### TASK OBJECTIVE
Rewrite every one of the entries below with "agricultural drone image" changed to "photo" and everything else kept the same. Leave the pictures out of your answer.

## Start MATERIAL

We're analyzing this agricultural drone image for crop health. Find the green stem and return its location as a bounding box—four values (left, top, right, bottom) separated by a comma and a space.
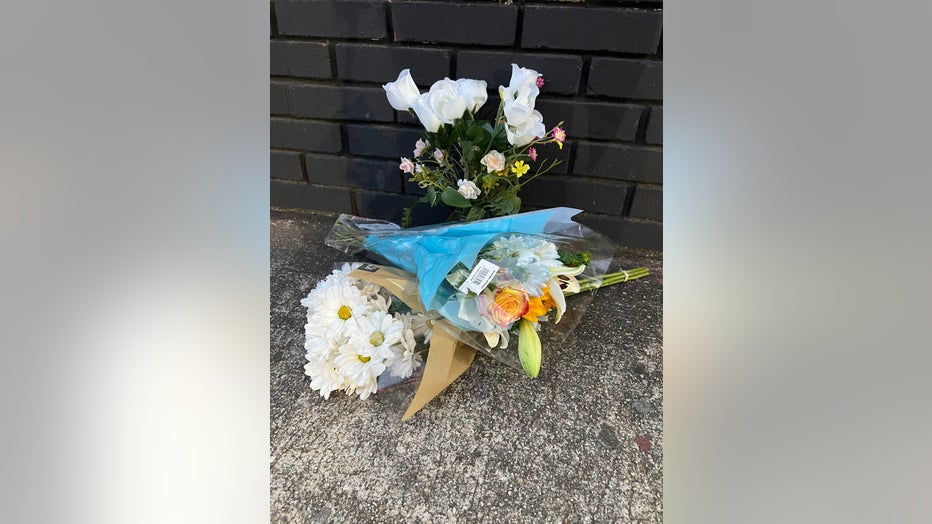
564, 267, 650, 293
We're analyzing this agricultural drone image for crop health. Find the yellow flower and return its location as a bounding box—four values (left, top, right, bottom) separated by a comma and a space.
522, 295, 553, 322
511, 160, 531, 178
489, 287, 528, 326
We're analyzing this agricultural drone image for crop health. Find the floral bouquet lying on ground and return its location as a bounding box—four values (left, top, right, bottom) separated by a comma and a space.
301, 262, 431, 399
327, 208, 647, 377
302, 208, 647, 419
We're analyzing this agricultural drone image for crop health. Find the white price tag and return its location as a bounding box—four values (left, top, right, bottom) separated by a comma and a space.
459, 259, 498, 293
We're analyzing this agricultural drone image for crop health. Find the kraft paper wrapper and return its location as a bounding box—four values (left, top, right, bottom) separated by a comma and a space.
349, 264, 476, 420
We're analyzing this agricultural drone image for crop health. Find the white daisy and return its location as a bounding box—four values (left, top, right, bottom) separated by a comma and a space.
305, 277, 370, 338
333, 340, 391, 388
347, 311, 404, 358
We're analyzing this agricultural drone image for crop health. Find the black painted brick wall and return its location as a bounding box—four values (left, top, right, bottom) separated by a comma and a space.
269, 0, 663, 254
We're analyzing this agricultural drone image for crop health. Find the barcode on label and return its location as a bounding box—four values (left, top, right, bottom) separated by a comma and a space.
459, 259, 498, 293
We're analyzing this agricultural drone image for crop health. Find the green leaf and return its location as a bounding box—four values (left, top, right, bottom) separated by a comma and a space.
460, 140, 476, 163
518, 318, 540, 378
440, 186, 472, 207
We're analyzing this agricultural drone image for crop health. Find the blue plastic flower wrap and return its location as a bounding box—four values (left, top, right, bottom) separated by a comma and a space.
326, 207, 616, 377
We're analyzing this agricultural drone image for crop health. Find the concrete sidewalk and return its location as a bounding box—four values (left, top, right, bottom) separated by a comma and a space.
270, 210, 663, 523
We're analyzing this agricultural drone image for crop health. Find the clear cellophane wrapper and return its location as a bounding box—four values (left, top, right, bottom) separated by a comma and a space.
326, 208, 616, 386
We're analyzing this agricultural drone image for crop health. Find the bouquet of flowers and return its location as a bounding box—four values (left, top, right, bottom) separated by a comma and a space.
301, 208, 647, 420
383, 64, 566, 223
301, 263, 431, 399
326, 208, 647, 377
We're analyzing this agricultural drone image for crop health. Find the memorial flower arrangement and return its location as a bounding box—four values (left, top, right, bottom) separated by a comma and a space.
383, 64, 566, 227
301, 263, 431, 399
301, 208, 648, 420
326, 208, 648, 377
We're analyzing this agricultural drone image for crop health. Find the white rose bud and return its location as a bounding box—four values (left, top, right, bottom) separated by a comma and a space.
502, 84, 540, 127
456, 78, 489, 113
456, 180, 482, 200
505, 111, 547, 147
412, 93, 443, 133
382, 69, 421, 111
427, 78, 466, 124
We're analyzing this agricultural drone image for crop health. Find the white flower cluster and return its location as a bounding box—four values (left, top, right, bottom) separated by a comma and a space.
301, 263, 430, 399
382, 64, 547, 146
480, 235, 563, 296
382, 69, 489, 133
498, 64, 547, 147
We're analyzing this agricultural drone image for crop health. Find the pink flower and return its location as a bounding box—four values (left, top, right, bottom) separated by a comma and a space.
398, 158, 414, 174
553, 127, 566, 149
414, 138, 430, 158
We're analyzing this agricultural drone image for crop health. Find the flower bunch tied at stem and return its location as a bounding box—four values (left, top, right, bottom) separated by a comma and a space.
383, 64, 566, 227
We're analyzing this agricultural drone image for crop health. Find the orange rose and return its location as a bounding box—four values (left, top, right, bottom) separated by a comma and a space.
489, 287, 528, 326
523, 295, 552, 322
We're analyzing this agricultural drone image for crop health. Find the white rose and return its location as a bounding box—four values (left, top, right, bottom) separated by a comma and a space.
499, 64, 540, 92
382, 69, 421, 111
456, 180, 482, 200
411, 93, 443, 133
456, 78, 489, 113
479, 150, 505, 173
502, 84, 540, 127
505, 111, 547, 147
427, 78, 466, 124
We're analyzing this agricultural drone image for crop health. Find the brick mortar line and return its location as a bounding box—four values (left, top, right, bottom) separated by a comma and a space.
269, 35, 663, 62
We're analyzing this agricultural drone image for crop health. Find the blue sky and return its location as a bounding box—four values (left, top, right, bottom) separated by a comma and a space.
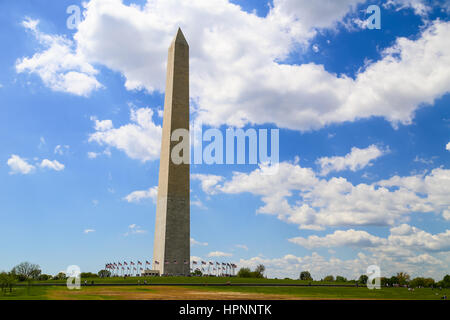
0, 0, 450, 279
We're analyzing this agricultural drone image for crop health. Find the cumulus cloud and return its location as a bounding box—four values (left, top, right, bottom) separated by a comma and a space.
237, 252, 448, 280
199, 162, 450, 230
289, 224, 450, 255
88, 108, 162, 162
317, 145, 386, 176
124, 224, 147, 237
124, 186, 158, 203
208, 251, 233, 257
19, 0, 450, 131
191, 173, 223, 194
191, 238, 208, 247
289, 229, 386, 249
39, 159, 65, 171
16, 18, 102, 96
7, 154, 36, 175
54, 145, 70, 156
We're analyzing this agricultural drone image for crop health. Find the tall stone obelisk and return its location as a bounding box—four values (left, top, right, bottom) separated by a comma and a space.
153, 29, 190, 275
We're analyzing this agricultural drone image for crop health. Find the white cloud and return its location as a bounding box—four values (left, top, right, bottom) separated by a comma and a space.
54, 145, 70, 156
191, 173, 223, 194
203, 162, 450, 230
289, 229, 386, 249
289, 224, 450, 255
383, 0, 432, 17
7, 154, 36, 174
39, 159, 65, 171
208, 251, 233, 257
21, 0, 450, 130
88, 108, 162, 162
191, 238, 208, 247
237, 252, 448, 280
16, 18, 102, 96
124, 186, 158, 203
124, 224, 147, 237
317, 145, 386, 176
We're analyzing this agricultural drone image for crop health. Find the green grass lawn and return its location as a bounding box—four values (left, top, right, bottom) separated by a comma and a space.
193, 286, 450, 300
0, 278, 450, 300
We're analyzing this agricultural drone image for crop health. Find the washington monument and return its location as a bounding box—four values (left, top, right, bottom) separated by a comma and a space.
153, 29, 190, 275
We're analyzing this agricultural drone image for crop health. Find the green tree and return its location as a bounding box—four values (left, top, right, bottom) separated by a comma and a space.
80, 272, 98, 279
53, 272, 67, 280
11, 262, 41, 281
192, 268, 203, 277
358, 274, 369, 284
0, 272, 15, 293
396, 272, 410, 286
38, 274, 52, 281
300, 271, 312, 281
437, 275, 450, 288
238, 268, 252, 278
254, 264, 266, 278
336, 276, 347, 282
388, 276, 400, 286
98, 270, 111, 278
323, 275, 334, 282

## End MATERIAL

### RESULT OF THE TASK
We're analyzing this photo for crop health. Find the green stem and return its location as a bounding box—four values (left, top, right, bottom) separated by a comma and a space.
564, 267, 650, 293
We're analyzing this photo for crop health. Find the yellow flower and return its location as a bounding box—four values (left, top, right, bottom) separated by a comma and a space.
522, 295, 553, 322
511, 160, 531, 178
489, 287, 528, 326
We're analyzing this photo for crop health. Find the floral bouquet lying on ground and return its location as a bounding box—four values (left, top, right, bottom) separated by a comma and a space.
301, 262, 431, 399
327, 208, 647, 377
302, 208, 647, 419
We're analyzing this photo for crop health. Find the white price tag and return its location as a bounding box—four values (left, top, right, bottom) separated by a comma and a space.
459, 259, 498, 293
We're analyzing this photo for crop health. Find the kraft paper wrapper and return its location as a bounding box—four values (left, top, right, bottom) separated by a comma and a space.
349, 264, 476, 420
We're analyzing this photo for crop health. Find the white daisy and return its location as a bounding box—four values (left, top, right, bottom) separated by a comma and a space.
305, 277, 370, 338
333, 340, 391, 388
347, 311, 404, 358
We're analyzing this photo for crop health. Find the black painted brick wall and return its location as a bounding box—four values (left, top, right, bottom) separated by a comma and a space.
269, 0, 663, 254
We're analyzing this photo for crop health. Find the barcode on label and return its location as a bounding box—four values (left, top, right, bottom) separated by a comma and a space.
459, 259, 498, 293
We're analyzing this photo for crop health. Find the green leaf and return its location as a bounding box—four values (left, top, right, bottom) separated by a comma and a space.
460, 140, 476, 163
518, 318, 540, 378
440, 186, 472, 207
We're analyzing this photo for crop health. Find the blue plastic flower wrap and return its location as a bounding box—four values (left, top, right, bottom) separated by a comma and a space.
326, 207, 616, 377
We're analyzing this photo for crop health. Find the concrete sidewalk and return its location as a bounding box—four values (left, top, right, bottom) separated by a comma and a space.
270, 210, 663, 523
We're analyzing this photo for crop health. Find the clear cellophane wrapper and return its location as a bounding box—four values (left, top, right, bottom) separated by a comma and a space.
326, 208, 616, 386
We're analyzing this photo for crop health. Find the bouquet of flowers and return its location as a bounding box—four values (left, top, right, bottom) separated by a comma and a space.
301, 208, 647, 420
383, 64, 566, 223
301, 263, 431, 399
326, 208, 647, 377
We're analyzing this photo for crop health. Find the memorial flower arrangement and return its location as a bounding box—four values (left, top, right, bottom) separated by a comma and a space.
383, 64, 566, 227
301, 263, 431, 399
301, 208, 648, 420
326, 208, 648, 377
We're analyzing this photo for crop health. Find the white rose bud and return its location as a bounding box—four values (left, top, right, bottom) separated by a comma and a space.
502, 84, 540, 127
456, 78, 489, 113
456, 180, 482, 200
505, 111, 547, 147
412, 93, 443, 133
382, 69, 421, 111
427, 78, 466, 124
We're analyzing this photo for crop health. Find the white flower cluster and return its location as a bounding box—four values (left, top, right, bottom) separated by a comma and a space.
301, 263, 430, 399
382, 64, 547, 146
480, 235, 563, 296
382, 69, 489, 133
498, 64, 547, 147
We're analyzing this photo for crop health. Find the pink flower and return its location as a bounding box—four values (left, top, right, bottom) separated by a comma and a space.
398, 158, 414, 174
553, 127, 566, 149
414, 138, 430, 158
We're analyzing this photo for crop health. Find the flower bunch tied at stem and return its location as a bounding box—four values (left, top, right, bottom) separated by a comma and a space.
383, 64, 566, 227
We're analyzing this photo for crop health. Find the orange rose and return its location as a bounding box—four values (left, top, right, bottom) separated by a comma and a space.
489, 287, 528, 326
523, 295, 552, 322
We're analyzing this photo for crop health. Find the white rose and return its location as a bounding box—four values (left, top, right, bottom) separated by a comma and a space.
499, 64, 540, 92
382, 69, 421, 111
456, 180, 482, 200
411, 93, 443, 133
456, 78, 489, 113
479, 150, 505, 173
502, 84, 540, 127
505, 111, 547, 147
427, 78, 466, 124
We're analyzing this photo for crop health. Find the brick mortar line and return its location as a bounding box—four values (left, top, right, bottom) separated by a comma and a space.
269, 35, 663, 62
We're analyzing this photo for crop health. Find the blue sky and return its location as a bounding box—four values (left, top, right, bottom) separated by a comma and a space.
0, 0, 450, 279
We're analyzing this photo for crop health. Find the cumulus cloud and return its location as a bounding box—four values (left, top, right, bottom) separated by a comma and a space.
237, 252, 448, 280
199, 162, 450, 230
289, 224, 450, 255
88, 108, 162, 162
317, 145, 386, 176
124, 224, 147, 237
124, 186, 158, 203
208, 251, 233, 257
19, 0, 450, 131
191, 173, 223, 194
191, 238, 208, 247
289, 229, 386, 249
39, 159, 65, 171
16, 18, 102, 96
7, 154, 36, 175
54, 145, 70, 156
We're analyzing this photo for crop health. Find the tall stone obelisk and return its location as a bounding box—four values (left, top, right, bottom) separated by a comma and a space.
153, 29, 190, 275
We're analyzing this photo for crop health. Find the white cloud and return its location as a bounding box—four values (left, top, right, bottom) separated by a comma and a space.
54, 145, 70, 156
191, 173, 223, 194
203, 162, 450, 230
289, 229, 386, 249
289, 224, 450, 255
383, 0, 432, 17
7, 154, 36, 174
39, 159, 65, 171
208, 251, 233, 257
21, 0, 450, 130
88, 108, 162, 162
191, 238, 208, 247
237, 252, 448, 280
16, 18, 102, 96
124, 186, 158, 203
124, 224, 147, 237
317, 145, 386, 176
We're analyzing this photo for crop health. Find the green grass lawn and return its location as a bounding box—four values (left, top, right, bottom) separated by a comma and a space.
193, 286, 450, 300
0, 278, 450, 300
We're analyzing this photo for crop health. Find the washington monument and return its location as a bounding box—four values (left, top, right, bottom) separated by a comma and a space.
153, 29, 190, 275
We're analyzing this photo for crop health. Find the green tree and return its location as a bounding box—four values (left, top, right, bottom) separated by a comma and a space.
80, 272, 98, 279
53, 272, 67, 280
11, 262, 41, 281
192, 268, 203, 277
358, 274, 369, 284
0, 272, 15, 293
396, 272, 410, 286
38, 274, 52, 281
300, 271, 312, 281
437, 275, 450, 288
238, 268, 252, 278
254, 264, 266, 278
336, 276, 347, 282
388, 276, 400, 286
98, 270, 111, 278
323, 275, 334, 282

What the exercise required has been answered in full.